ENTRIES SUPPLIED Block Start

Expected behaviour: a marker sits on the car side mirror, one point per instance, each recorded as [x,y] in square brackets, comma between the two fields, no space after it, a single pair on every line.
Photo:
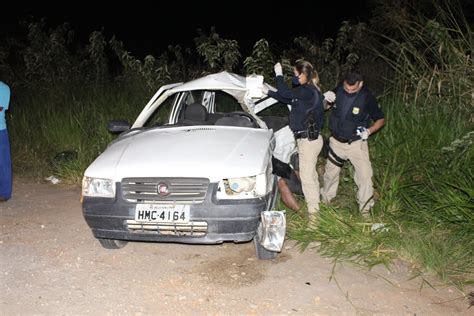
[118,126]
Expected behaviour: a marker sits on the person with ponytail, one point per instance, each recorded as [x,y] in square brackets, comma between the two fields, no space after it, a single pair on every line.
[306,120]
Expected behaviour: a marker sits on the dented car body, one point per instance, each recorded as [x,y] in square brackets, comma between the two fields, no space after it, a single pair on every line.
[195,167]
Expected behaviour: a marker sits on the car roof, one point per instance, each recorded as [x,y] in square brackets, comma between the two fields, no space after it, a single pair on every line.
[230,83]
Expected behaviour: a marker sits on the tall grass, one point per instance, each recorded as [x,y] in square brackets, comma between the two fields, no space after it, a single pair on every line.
[424,197]
[46,123]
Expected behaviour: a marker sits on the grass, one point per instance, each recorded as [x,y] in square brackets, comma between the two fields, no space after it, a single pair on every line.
[425,199]
[45,124]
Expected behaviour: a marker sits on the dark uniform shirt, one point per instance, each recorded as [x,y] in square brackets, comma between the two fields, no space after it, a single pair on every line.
[352,111]
[303,99]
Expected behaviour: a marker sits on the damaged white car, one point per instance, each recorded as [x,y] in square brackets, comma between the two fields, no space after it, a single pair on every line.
[195,167]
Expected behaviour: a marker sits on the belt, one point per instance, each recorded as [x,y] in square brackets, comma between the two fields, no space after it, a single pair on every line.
[301,134]
[344,140]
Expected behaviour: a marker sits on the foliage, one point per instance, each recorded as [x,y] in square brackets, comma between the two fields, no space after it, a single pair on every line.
[432,57]
[261,60]
[218,53]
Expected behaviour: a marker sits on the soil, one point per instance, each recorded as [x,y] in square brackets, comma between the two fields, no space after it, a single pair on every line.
[51,264]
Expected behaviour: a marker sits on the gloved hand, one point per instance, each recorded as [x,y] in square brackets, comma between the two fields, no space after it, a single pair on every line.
[363,132]
[278,69]
[329,96]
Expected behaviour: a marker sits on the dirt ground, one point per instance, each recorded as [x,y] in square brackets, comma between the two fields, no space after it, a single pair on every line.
[51,264]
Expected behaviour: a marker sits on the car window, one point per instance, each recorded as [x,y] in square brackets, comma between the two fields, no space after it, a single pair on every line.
[278,109]
[226,103]
[162,114]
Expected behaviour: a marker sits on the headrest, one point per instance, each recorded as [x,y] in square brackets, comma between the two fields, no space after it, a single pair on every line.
[195,112]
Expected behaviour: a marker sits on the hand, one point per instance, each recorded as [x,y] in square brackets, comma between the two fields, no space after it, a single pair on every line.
[329,96]
[363,132]
[278,69]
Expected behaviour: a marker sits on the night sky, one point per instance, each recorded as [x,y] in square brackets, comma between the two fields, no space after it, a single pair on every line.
[145,30]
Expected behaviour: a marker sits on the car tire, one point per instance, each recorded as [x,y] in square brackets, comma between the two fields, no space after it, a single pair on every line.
[262,253]
[112,243]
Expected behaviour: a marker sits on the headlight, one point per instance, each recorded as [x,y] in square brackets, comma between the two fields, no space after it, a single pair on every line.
[98,187]
[239,185]
[242,188]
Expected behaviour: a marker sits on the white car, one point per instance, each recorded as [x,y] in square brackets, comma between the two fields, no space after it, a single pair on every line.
[195,167]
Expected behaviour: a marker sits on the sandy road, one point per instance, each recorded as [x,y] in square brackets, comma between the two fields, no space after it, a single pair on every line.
[51,264]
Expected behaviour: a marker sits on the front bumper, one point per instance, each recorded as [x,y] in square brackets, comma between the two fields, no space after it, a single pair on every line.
[227,220]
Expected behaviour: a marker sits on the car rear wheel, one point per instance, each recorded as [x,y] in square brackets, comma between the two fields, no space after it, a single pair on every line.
[262,253]
[112,243]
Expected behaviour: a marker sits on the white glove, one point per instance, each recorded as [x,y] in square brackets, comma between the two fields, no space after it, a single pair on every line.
[278,69]
[329,96]
[363,132]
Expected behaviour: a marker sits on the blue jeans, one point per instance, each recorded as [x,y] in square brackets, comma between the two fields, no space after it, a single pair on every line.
[5,166]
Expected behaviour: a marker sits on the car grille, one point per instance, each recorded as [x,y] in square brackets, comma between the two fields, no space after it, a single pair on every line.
[173,229]
[179,190]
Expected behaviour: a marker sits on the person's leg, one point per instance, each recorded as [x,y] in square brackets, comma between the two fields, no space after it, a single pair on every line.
[308,152]
[287,196]
[5,167]
[359,157]
[331,173]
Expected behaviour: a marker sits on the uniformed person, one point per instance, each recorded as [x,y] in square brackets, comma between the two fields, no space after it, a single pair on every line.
[306,120]
[350,124]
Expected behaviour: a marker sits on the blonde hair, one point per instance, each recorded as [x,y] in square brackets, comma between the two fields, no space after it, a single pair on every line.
[315,80]
[305,67]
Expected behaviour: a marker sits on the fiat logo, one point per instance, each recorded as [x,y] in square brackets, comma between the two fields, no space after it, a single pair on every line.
[163,189]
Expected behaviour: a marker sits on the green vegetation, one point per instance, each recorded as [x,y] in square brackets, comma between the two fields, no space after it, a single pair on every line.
[63,95]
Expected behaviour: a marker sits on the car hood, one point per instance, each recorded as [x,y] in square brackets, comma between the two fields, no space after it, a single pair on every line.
[212,152]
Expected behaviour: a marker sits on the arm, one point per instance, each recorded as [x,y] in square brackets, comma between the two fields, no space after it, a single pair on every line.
[277,97]
[287,93]
[376,115]
[378,124]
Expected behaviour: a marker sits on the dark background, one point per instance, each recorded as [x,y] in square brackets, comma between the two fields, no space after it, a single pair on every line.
[149,27]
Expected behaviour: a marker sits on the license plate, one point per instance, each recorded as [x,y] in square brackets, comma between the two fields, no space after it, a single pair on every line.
[162,213]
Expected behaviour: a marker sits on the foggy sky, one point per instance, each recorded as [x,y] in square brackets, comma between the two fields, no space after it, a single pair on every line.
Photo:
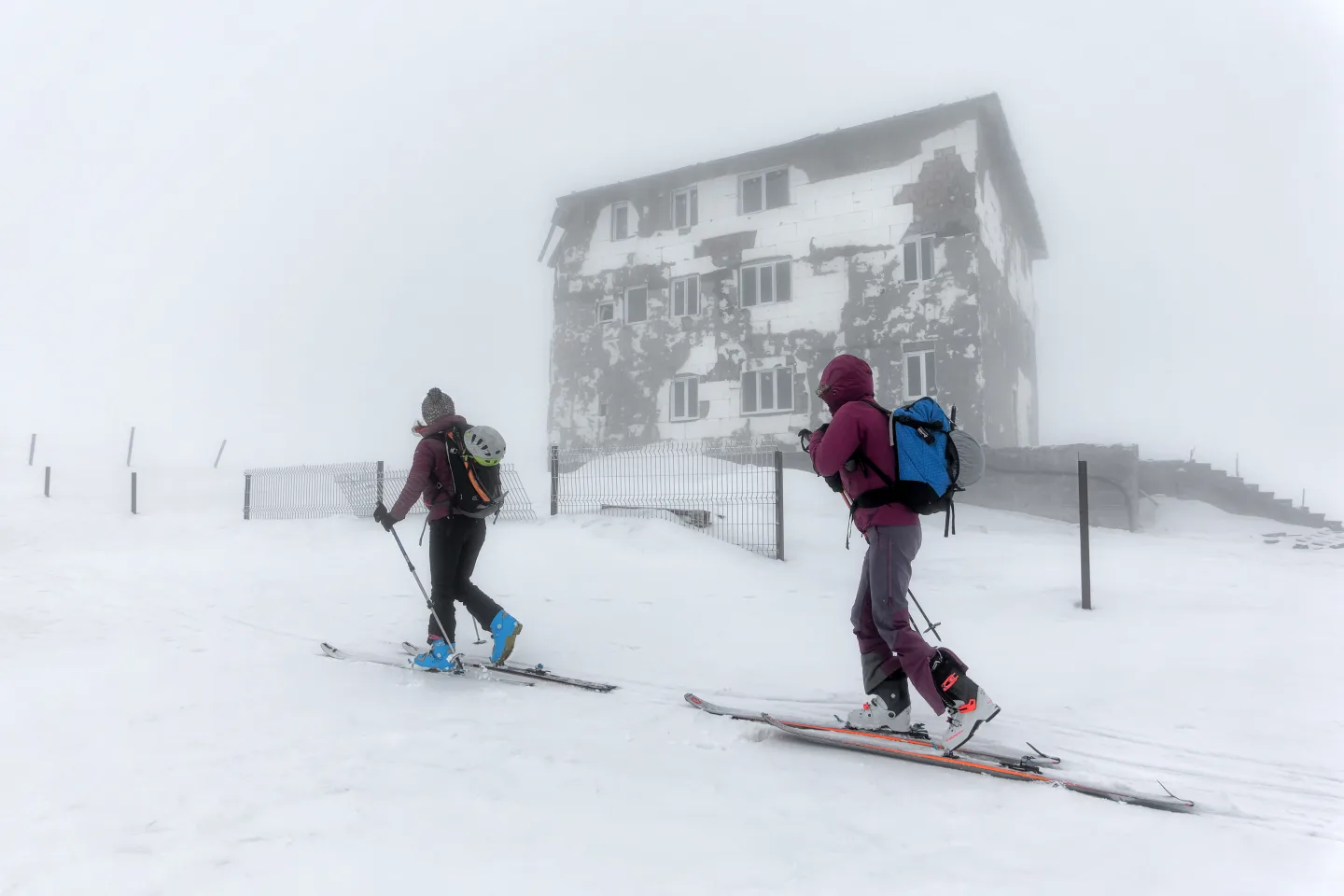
[283,222]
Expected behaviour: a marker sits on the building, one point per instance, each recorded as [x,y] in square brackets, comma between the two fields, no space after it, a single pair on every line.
[703,302]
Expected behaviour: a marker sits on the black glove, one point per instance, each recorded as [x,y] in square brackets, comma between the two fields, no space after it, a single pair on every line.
[806,436]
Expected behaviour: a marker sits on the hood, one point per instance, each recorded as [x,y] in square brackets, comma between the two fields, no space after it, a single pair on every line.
[849,379]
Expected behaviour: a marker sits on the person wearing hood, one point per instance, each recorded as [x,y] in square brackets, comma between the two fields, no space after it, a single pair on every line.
[892,651]
[455,541]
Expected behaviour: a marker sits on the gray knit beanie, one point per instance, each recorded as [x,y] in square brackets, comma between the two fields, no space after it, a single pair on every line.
[436,406]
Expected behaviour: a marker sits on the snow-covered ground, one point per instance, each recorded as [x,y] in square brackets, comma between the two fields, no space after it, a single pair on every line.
[168,724]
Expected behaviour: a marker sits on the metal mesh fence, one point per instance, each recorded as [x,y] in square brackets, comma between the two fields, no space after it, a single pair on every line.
[733,493]
[350,489]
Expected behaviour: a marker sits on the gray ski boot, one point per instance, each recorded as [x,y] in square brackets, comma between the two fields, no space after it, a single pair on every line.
[888,709]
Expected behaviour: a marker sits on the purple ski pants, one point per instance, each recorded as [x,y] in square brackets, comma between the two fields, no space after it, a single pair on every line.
[880,614]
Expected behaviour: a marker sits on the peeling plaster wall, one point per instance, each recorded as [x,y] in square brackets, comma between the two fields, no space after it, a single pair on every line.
[1008,308]
[849,213]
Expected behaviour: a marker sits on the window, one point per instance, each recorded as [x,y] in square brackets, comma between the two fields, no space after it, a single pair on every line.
[919,259]
[686,398]
[686,296]
[919,379]
[766,391]
[767,189]
[765,282]
[686,207]
[636,303]
[620,220]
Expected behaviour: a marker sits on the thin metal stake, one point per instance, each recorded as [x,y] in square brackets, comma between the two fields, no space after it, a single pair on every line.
[1084,546]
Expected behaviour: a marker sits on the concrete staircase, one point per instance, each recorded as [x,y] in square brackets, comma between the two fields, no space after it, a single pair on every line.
[1204,483]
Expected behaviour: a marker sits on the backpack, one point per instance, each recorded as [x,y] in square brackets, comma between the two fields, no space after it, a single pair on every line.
[928,465]
[477,491]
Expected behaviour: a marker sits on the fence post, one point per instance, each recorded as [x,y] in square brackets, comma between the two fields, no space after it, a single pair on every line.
[1082,534]
[555,480]
[778,504]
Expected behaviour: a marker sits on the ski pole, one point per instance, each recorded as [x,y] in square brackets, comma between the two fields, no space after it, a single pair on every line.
[427,601]
[933,626]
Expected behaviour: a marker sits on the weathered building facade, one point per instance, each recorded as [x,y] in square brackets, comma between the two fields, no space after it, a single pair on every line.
[703,302]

ENTRIES SUPPLIED Block End

From the line that contains "Expected behaviour: a marker sits on the weathered" through the last line of the records above, copy every line exactly and leave out the rest.

Expected behaviour: a marker sits on the weathered building facade, one point per instance, each recorded as [x,y] in square brackets, comma between the two fields, no space after it, a single pair on every line.
[703,302]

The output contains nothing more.